*** Begin section ***

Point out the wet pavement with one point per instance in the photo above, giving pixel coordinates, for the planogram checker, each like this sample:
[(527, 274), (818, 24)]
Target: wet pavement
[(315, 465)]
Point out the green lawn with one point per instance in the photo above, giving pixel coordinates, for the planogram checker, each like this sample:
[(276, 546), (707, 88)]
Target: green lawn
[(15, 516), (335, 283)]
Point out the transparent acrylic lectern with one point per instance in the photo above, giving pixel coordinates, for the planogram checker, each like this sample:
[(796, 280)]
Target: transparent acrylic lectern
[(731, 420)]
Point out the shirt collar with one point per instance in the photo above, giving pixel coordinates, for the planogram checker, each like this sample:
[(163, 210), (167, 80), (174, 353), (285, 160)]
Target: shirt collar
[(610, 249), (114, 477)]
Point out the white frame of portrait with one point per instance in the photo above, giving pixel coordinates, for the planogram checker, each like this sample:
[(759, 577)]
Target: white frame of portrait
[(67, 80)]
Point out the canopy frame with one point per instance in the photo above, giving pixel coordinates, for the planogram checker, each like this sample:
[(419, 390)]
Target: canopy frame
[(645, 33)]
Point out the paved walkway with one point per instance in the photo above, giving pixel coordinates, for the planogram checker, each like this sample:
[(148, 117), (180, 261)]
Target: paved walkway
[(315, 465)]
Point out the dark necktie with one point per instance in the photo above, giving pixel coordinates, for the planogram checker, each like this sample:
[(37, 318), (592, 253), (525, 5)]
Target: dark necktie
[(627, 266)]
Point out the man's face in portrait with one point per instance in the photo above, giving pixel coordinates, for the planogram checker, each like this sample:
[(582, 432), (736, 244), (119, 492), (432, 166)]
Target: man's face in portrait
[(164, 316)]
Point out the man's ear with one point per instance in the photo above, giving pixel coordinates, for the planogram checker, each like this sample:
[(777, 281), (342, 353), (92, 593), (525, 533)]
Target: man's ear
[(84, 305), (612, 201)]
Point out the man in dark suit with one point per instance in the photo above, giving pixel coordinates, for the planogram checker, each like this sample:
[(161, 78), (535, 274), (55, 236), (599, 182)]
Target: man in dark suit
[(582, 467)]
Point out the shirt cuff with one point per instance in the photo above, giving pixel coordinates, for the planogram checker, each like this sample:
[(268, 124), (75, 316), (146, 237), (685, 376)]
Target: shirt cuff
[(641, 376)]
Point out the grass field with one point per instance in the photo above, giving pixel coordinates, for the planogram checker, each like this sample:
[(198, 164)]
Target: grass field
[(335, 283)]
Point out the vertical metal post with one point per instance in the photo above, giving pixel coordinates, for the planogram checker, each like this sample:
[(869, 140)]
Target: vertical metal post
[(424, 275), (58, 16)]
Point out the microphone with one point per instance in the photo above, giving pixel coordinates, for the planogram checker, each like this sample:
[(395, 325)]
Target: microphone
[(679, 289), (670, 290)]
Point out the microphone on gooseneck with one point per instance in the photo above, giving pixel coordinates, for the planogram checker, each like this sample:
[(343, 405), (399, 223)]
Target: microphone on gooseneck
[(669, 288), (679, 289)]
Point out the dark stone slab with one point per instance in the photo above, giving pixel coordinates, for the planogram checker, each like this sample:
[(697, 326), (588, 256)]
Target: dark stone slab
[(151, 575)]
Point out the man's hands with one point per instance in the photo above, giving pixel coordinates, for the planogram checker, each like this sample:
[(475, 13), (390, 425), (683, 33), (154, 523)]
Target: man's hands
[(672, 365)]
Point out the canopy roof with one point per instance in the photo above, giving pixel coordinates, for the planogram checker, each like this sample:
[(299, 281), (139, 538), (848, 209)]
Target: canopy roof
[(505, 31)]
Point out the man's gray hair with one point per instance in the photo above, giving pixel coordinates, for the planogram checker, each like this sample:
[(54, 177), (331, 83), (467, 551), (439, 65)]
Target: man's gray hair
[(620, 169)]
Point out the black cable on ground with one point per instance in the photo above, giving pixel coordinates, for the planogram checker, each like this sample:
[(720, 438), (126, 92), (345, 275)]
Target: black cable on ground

*** End section ***

> _WHAT NEEDS TO BE DONE_
Reproduce every record, matching each line exactly.

> _ANSWER BELOW_
Point out the wet pavement with one point per instance in the photo above, giving pixel coordinates, for the planogram checker, each like this sample:
[(527, 274), (818, 24)]
Target: wet pavement
[(315, 465)]
Point out the green lawn with one point per instance in the photo above, giving pixel coordinates, for the planogram checker, each like this sample:
[(276, 546), (707, 88)]
Target: green lawn
[(15, 516), (335, 283)]
Point out the transparent acrylic lectern with one point per instance in the photo above, giving pixel coordinates, for the planogram checker, each like this sample:
[(796, 280)]
Target: transparent acrylic lectern
[(731, 420)]
Point out the shirt collar with one point per instance in the photo above, giving pixel coordinates, for the planogram checker, each like this sample:
[(163, 210), (167, 80), (174, 353), (285, 160)]
Target: shirt collar
[(610, 249), (114, 477)]
Point out the white frame of portrait with one point per instance in the photo above, giving pixel coordinates, for the planogram checker, each like this sample:
[(759, 577)]
Target: white frame of portrait
[(67, 80)]
Point out the canopy frame with one point per instance in the photo above, giving pixel coordinates, for the planogram checker, each like this sample:
[(419, 390)]
Target: canopy frame
[(645, 33)]
Point out the paved walkway with one point per instance in the photo above, giving pixel coordinates, for the planogram checker, each like this sample:
[(148, 117), (180, 261)]
Target: paved walkway
[(315, 465)]
Point out the dark necktie with one point per instance in the photo above, giving pixel coordinates, for the planogram checker, each like this sample:
[(37, 318), (592, 253), (525, 5)]
Target: dark necktie
[(627, 266)]
Point out the man's face in portrait with one point per instance in the photo above, giving pixel coordinates, for the planogram checker, each like this sample:
[(582, 432), (736, 244), (119, 492), (432, 166)]
Target: man's face in portrait
[(164, 316)]
Point out the man's ear with one point per instance in the photo above, giving pixel coordinates, for the planogram checker, each like this sample:
[(777, 281), (342, 353), (92, 593), (525, 533)]
Target: man's ear
[(84, 305), (612, 201)]
Point out the man in dark suit with one point per instance in the photo above, giving pixel coordinates, for the planogram checker, each like this sample:
[(161, 78), (535, 274), (55, 236), (599, 182)]
Target: man in dark suit
[(582, 467)]
Point out the shirt cuff with one point per instance in the photo above, giving pixel coordinates, for the planogram checker, each like this sample:
[(268, 124), (75, 316), (146, 237), (685, 376)]
Target: shirt cuff
[(641, 376)]
Point out the grass field with one point per instance in the photo above, giving pixel coordinates, for the planogram checker, each like this sample:
[(198, 164)]
Target: grass field
[(335, 283)]
Point out the vertical metal post with one point per instance in the photo above, giving pixel coordinates, for the planogram checker, each like this sample:
[(869, 140)]
Target: vertical metal post
[(424, 275), (58, 16)]
Point out the microphone with one point per instance in the photo above, giving pixel coordinates, for the planogram checker, each like this sample:
[(395, 325)]
Target: microphone
[(679, 289), (670, 290)]
Point out the microphone on gooseneck with one point per instance in the photo above, giving pixel coordinates, for the planogram checker, each like this sample:
[(343, 405), (399, 223)]
Target: microphone on gooseneck
[(669, 288), (679, 289)]
Point out the dark stone slab with one point per instance in the photo above, giving pixel coordinates, for the planogram checker, each like this sample:
[(697, 326), (588, 256)]
Target: dark stone slab
[(151, 575)]
Point out the man's hands with one point per instance in the photo above, giving pixel coordinates, for the planogram checker, each like this sample:
[(475, 13), (390, 425), (683, 33), (154, 523)]
Target: man's hands
[(672, 365)]
Point out the canopy roof with one point per instance in the photo above, giving pixel coordinates, for the planogram checker, each like this sample:
[(299, 281), (139, 538), (848, 209)]
Target: canopy roof
[(505, 31)]
Point out the man's gray hair with one point per instance in the photo above, giving pixel coordinates, for the planogram checker, each like this sample:
[(54, 177), (331, 83), (467, 551), (439, 65)]
Target: man's gray hair
[(620, 169)]
Point out the black cable on ground with one point per instance in the photo above, giving pixel coordinates, for the planogram checker, each like this sample:
[(720, 438), (126, 92), (345, 275)]
Target: black cable on ground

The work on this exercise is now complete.